Objective
Revise the entries starting at the line that contains "Task: one point marks each instance of the thatched" and ending with the line that contains "x=776, y=130", swapping "worker" for "laborer" and leaving everything else as it is.

Portion of a data file
— BEGIN —

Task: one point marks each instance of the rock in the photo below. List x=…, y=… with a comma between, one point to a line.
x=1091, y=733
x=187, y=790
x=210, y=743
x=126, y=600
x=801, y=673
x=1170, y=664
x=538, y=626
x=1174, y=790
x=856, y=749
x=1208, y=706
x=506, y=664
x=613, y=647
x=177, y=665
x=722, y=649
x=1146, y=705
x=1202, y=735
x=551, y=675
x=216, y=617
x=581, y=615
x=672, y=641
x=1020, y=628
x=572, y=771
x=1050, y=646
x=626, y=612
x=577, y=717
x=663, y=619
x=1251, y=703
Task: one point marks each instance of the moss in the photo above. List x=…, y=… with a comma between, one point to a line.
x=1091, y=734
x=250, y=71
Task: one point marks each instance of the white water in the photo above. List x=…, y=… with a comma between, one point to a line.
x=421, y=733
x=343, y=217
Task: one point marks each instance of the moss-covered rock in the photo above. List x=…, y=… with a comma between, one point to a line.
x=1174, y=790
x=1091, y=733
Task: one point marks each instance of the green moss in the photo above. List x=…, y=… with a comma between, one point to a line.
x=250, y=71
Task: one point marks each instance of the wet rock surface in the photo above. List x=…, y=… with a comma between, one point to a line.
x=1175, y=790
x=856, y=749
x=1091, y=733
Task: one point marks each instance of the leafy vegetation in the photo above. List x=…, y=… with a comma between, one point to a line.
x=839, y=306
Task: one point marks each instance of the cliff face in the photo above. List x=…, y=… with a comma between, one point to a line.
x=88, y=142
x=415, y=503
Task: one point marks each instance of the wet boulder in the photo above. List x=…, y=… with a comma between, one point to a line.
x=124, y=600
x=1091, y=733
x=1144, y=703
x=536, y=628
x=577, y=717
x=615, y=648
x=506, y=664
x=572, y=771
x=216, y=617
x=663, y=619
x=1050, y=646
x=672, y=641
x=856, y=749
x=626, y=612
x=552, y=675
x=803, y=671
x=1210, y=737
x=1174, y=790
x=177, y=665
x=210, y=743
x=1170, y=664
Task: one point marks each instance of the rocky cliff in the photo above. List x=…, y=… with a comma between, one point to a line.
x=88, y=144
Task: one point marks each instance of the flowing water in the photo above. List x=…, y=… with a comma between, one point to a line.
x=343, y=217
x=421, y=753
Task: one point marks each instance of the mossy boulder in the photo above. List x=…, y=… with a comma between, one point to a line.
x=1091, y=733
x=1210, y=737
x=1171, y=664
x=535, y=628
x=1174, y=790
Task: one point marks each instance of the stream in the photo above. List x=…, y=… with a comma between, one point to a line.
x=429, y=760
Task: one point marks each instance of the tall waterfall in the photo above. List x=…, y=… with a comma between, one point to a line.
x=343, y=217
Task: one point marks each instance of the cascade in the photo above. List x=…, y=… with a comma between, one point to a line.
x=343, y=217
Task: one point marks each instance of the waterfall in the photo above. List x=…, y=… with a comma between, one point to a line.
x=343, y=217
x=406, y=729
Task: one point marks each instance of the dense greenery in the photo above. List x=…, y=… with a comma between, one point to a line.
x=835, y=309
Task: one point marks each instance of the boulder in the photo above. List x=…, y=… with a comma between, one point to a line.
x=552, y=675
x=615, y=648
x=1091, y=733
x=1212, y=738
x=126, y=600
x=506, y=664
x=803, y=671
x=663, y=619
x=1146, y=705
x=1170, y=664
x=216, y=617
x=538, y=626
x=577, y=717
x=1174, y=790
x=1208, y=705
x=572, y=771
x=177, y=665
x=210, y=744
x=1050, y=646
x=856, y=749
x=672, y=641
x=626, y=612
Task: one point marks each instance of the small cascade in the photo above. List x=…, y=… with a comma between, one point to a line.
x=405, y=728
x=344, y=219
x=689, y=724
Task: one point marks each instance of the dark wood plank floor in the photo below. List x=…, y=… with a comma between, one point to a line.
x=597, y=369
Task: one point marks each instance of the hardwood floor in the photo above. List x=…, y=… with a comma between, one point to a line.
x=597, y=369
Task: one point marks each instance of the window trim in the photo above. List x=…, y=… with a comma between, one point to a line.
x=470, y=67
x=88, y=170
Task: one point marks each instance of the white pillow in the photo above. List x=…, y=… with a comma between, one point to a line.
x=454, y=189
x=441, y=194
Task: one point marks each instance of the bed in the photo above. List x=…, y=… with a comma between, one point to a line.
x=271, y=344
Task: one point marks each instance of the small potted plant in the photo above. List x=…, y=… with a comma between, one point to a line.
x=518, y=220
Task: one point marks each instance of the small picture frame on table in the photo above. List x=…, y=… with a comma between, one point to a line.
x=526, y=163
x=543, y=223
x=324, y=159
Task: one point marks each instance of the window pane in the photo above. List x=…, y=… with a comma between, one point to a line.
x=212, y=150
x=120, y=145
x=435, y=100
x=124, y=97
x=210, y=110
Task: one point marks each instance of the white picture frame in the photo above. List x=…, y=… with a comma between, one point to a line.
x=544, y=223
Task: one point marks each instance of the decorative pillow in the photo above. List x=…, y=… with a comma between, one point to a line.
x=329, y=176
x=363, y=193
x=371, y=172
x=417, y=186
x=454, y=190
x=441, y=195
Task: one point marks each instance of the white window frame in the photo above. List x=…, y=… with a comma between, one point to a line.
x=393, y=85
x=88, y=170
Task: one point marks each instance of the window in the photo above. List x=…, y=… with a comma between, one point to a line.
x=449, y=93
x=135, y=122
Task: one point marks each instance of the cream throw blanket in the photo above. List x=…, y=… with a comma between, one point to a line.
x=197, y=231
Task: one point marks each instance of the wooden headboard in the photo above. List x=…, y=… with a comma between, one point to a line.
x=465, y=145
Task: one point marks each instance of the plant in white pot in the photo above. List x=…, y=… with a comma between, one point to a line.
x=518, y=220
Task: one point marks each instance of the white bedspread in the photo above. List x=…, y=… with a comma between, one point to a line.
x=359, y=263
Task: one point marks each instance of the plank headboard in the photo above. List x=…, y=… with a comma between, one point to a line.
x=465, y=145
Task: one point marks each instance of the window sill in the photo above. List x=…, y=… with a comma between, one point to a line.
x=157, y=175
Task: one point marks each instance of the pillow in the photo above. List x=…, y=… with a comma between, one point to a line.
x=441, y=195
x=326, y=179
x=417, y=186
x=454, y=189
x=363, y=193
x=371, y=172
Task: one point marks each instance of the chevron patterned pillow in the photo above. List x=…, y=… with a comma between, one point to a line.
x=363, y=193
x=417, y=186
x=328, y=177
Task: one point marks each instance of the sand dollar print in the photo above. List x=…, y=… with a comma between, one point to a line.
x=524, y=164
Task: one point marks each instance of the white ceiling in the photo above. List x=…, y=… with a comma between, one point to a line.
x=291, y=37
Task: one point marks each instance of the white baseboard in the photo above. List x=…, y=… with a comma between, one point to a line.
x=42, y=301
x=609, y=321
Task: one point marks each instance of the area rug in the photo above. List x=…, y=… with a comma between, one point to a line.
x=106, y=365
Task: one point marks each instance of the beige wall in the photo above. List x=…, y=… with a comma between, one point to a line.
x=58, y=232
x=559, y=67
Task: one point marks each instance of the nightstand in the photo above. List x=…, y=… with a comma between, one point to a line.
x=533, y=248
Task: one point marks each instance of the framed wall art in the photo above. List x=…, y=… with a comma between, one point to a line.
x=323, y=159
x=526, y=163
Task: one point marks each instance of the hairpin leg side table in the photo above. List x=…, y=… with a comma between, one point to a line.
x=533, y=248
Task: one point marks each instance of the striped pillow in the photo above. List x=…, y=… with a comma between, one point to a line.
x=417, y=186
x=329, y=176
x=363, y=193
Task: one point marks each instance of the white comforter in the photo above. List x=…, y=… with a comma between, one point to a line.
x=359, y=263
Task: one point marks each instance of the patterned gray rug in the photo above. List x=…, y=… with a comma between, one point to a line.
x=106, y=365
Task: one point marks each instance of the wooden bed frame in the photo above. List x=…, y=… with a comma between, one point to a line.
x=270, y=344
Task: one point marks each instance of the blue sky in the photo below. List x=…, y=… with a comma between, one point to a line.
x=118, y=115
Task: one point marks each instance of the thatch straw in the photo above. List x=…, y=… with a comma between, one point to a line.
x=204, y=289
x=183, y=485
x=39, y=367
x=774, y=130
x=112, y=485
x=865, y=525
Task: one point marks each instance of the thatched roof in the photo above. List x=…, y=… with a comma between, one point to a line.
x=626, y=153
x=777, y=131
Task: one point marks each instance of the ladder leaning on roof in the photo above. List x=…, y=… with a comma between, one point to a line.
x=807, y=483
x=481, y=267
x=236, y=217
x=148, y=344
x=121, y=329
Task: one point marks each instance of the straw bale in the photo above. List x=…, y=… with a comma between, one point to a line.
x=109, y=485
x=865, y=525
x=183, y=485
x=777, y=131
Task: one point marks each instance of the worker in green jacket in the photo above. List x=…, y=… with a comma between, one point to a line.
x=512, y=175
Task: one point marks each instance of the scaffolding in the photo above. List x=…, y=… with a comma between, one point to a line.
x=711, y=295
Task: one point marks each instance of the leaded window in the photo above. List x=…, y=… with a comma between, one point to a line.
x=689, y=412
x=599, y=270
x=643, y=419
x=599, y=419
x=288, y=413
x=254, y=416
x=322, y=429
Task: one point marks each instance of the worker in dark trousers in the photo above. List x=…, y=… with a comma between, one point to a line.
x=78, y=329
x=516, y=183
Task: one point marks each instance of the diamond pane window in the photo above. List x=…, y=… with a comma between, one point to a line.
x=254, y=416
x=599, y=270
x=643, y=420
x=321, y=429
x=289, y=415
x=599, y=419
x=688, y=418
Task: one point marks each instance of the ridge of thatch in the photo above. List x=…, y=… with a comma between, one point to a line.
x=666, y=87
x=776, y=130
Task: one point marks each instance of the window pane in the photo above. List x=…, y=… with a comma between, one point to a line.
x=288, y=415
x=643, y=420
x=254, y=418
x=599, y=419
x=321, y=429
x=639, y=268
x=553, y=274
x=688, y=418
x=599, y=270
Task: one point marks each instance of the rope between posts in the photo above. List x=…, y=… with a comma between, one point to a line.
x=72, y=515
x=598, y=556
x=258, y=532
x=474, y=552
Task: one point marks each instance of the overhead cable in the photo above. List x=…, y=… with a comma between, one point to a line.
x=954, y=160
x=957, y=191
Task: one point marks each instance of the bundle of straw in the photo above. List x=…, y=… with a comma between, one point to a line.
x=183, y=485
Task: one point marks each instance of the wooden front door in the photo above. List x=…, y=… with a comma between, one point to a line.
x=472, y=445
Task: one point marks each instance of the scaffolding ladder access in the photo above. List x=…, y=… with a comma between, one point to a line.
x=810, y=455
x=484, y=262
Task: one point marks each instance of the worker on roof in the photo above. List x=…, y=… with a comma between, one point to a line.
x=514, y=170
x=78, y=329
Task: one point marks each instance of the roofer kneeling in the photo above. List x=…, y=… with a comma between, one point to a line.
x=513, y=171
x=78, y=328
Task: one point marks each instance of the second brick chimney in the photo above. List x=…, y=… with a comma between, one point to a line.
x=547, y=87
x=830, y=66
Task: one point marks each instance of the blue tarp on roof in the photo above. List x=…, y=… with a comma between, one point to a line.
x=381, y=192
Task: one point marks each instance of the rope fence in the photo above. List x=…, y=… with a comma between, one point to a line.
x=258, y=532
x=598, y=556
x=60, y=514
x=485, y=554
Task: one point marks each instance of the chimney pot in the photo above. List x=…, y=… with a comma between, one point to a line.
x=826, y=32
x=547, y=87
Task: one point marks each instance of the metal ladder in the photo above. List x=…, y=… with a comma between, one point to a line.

— END —

Response
Task: one point marks each instance of the thatched roof in the photo above. List x=…, y=… with a comma between, one point to a line.
x=626, y=153
x=777, y=131
Task: one point marks each instance of the ladder leaning on roof in the photo above. List x=…, y=… with a comma between, one point to a line.
x=807, y=483
x=481, y=267
x=236, y=217
x=148, y=344
x=121, y=329
Task: one point marks each instance of the straw bale in the photo above. List x=…, y=… with a comma between, one point to a line.
x=109, y=485
x=865, y=525
x=183, y=485
x=777, y=131
Task: one point marks each instance of the laborer in green jacket in the photo above. List x=…, y=… with a comma between, one point to a line.
x=512, y=175
Task: one point marks each instance of the scaffolding in the photo above. List x=…, y=… with a comma between, one point to a line.
x=711, y=295
Task: one point marks each instance of the leaded window in the photo above. List x=…, y=… with a comma between, one point to a line.
x=689, y=412
x=599, y=270
x=643, y=419
x=599, y=419
x=288, y=413
x=254, y=416
x=322, y=429
Task: one point marks each instance of the laborer in dark trousers in the photo above. List x=…, y=… with a comma between, one point to a line.
x=78, y=329
x=516, y=183
Task: one point marks each instance of the diamond pane window in the photo above. List x=…, y=… with a comma between, one point to a line.
x=254, y=416
x=599, y=270
x=643, y=420
x=321, y=429
x=289, y=415
x=599, y=419
x=688, y=418
Task: one point marks each instance of the ridge of thatch in the photo above. List x=…, y=… with a comma between, one point to a line.
x=666, y=87
x=776, y=130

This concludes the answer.